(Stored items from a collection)
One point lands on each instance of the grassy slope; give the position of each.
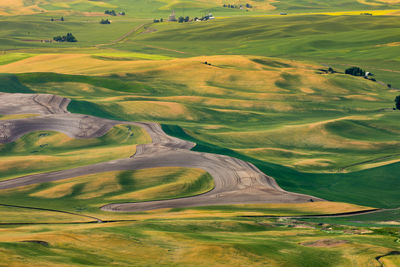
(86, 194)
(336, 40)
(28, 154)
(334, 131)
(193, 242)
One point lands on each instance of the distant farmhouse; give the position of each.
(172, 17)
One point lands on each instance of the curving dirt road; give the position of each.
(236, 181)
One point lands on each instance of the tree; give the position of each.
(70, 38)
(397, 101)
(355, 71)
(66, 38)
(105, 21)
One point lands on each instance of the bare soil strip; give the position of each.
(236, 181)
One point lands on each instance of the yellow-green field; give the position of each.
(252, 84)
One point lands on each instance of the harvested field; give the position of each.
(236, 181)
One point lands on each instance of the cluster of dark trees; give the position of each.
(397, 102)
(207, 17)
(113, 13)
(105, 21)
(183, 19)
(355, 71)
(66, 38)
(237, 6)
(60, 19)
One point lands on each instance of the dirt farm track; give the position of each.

* * *

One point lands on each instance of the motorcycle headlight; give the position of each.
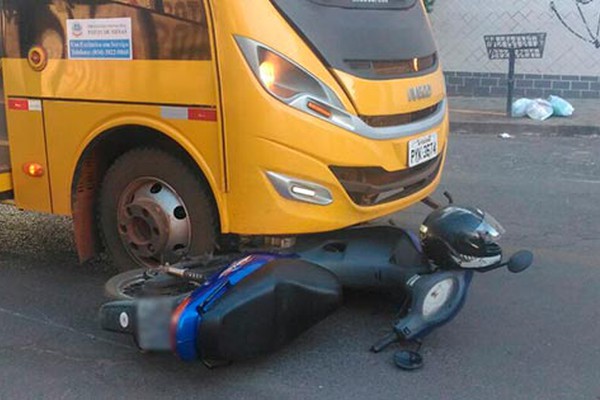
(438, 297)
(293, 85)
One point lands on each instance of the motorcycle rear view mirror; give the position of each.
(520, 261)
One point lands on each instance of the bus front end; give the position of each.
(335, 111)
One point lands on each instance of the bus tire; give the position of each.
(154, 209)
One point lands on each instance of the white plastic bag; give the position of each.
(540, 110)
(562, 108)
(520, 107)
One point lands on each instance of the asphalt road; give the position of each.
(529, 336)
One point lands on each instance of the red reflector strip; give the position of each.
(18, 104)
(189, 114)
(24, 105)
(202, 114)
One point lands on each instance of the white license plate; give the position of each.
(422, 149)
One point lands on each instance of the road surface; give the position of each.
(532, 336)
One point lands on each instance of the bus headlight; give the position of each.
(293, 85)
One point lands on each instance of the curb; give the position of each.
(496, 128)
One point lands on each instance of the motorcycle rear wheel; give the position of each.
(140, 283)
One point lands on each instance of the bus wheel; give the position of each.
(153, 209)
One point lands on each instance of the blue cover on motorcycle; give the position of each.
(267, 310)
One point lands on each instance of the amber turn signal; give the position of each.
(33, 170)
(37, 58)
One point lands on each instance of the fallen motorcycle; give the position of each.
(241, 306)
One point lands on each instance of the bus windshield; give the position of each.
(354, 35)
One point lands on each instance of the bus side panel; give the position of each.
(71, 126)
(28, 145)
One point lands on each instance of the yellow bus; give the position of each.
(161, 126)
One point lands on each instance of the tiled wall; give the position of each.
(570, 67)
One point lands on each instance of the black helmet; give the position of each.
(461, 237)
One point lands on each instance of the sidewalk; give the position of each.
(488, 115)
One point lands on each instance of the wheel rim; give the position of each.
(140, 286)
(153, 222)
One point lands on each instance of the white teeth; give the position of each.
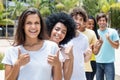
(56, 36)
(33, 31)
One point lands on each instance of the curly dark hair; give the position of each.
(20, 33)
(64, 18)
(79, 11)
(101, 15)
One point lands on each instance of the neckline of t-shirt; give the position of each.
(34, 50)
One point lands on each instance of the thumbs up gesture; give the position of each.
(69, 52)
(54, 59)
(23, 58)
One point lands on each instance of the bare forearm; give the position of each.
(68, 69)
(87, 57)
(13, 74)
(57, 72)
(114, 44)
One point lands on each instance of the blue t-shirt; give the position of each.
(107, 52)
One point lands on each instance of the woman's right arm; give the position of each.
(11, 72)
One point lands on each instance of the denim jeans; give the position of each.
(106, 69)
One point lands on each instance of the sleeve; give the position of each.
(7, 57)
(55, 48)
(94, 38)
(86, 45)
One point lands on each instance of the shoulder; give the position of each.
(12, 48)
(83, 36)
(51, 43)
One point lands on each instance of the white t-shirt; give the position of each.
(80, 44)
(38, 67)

About this exercise -
Starting at the line containing "One point lands on each instance of the grassy" and stopping at the line containing "One point lands on each instance of the dirt", output each line exactly as it appears above. Leave out the pictures.

Result of the exercise -
One point lands on each instance of the grassy slope; give the position of each.
(86, 194)
(336, 40)
(28, 154)
(334, 131)
(193, 242)
One point lands on each instance of the distant farmhouse; give the position of each.
(172, 17)
One point lands on each instance of the curving dirt road; give the position of each.
(236, 181)
One point lands on each instance of the tree; give the position of each.
(70, 38)
(397, 101)
(355, 71)
(66, 38)
(105, 21)
One point lands on each instance of the bare soil strip; give the position of each.
(236, 181)
One point lands on each instance of the yellow-green field; give the position of each.
(252, 84)
One point lands on each instance of the harvested field; give the position of each.
(236, 181)
One point lands on each instance of the cluster of dark trees; give the position of each.
(397, 102)
(207, 17)
(113, 13)
(105, 21)
(183, 19)
(355, 71)
(66, 38)
(237, 6)
(60, 19)
One point lands on each instance of the dirt farm track; give the position of each.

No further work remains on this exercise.